## Excerpt provided
★ ★ ★ ★
Managing brand reputation in a ‘pass it on’ world

By Wayde Bull, Planning Director at Principals.

One of the funniest customer complaint letters on the web today is from a Virgin Atlantic passenger, Oliver Beale, who shares his ‘culinary journey from hell’ on a flight from Mumbai to London. His lengthy tongue-in-cheek email, addressed to Richard Branson and cc’d to the world is punctuated by close-ups of the curious meal, no doubt captured on a mobile phone. “Look at this Richard, just look at it” Beale urges, “I know it looks like a baaji but it’s in custard”.

Beale’s multi-media comedy of errors has been entertaining frequent fliers for months, but has no doubt created headaches for Virgin Atlantic’s corporate affairs team, given the speed with which the story has spread from conventional to social media. Virgin’s immediate response was a classic corporate deflection, describing their Indian in-flight cuisine as award winning and stressing that all passengers, Beale included, had the choice of Western style meals on-board. So there. Virgin Atlantic’s subsequent response was more self-assured and ‘back on brand’.

Branson picked up the phone to Beale and invited him to Virgin’s catering base, to help select future on-board meals and wines, to better match his personal tastes. A fun story with a happy ending, but what lessons can brand managers draw from such viral tales? In many ways this is a timeless example of customer complaint, where an individual is sufficiently provoked by a poor brand experience to put their feelings into writing. Yet social media are transforming what used to be largely private exchanges between customers and companies into a spectator sport.

Astute customers, like Beale, are growing to understand that their needs and problems are taken more seriously – more quickly – if they engage businesses in mediums where other customers are watching. As the social media commentator Mark Bunting explains “These days a company’s voice is no louder than those of its critics and often what its critics say has a lot more credibility.” This demands companies start devoting serious resources to becoming great online listeners; to invest in scanning tools to spot emerging customer issues, to track the opinions of prominent bloggers and to pick up sudden shifts in brand sentiment. For the sooner a business understands the specifics of customer issues bubbling up online, the sooner it can start to engage with the crowd and sincerely answer them. But who in the organisation jumps in and joins the conversation with customers?
★ ★ ★ ★
## Problem 1
Please retype the article about brand reputation from "Astute customers, like" up to and including "conversation with customers?".
## Problem 2
Translate this sentence from the article about brand reputation into Spanish: "Branson picked up the phone to Beale and invited him to Virgin’s catering base, to help select future on-board meals and wines, to better match his personal tastes."
Rely only on the article about brand reputation.

Items listed in a dataset:
★ ★ ★ ★
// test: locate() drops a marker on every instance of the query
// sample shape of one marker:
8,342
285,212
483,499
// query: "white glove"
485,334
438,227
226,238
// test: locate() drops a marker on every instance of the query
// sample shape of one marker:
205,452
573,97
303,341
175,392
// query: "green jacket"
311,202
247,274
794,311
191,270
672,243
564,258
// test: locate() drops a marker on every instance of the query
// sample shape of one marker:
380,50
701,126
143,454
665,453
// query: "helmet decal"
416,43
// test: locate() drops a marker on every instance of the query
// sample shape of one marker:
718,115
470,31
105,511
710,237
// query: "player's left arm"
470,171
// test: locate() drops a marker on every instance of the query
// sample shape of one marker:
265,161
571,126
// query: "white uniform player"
★ ★ ★ ★
## Written reply 1
Astute customers, like Beale, are growing to understand that their needs and problems are taken more seriously – more quickly – if they engage businesses in mediums where other customers are watching. As the social media commentator Mark Bunting explains “These days a company’s voice is no louder than those of its critics and often what its critics say has a lot more credibility.” This demands companies start devoting serious resources to becoming great online listeners; to invest in scanning tools to spot emerging customer issues, to track the opinions of prominent bloggers and to pick up sudden shifts in brand sentiment. For the sooner a business understands the specifics of customer issues bubbling up online, the sooner it can start to engage with the crowd and sincerely answer them. But who in the organisation jumps in and joins the conversation with customers?

## Written reply 2
Branson llamó por teléfono a Beale y lo invitó a la base de catering de Virgin para ayudar a seleccionar las futuras comidas y vinos a bordo, de modo que se ajustaran mejor a sus gustos personales.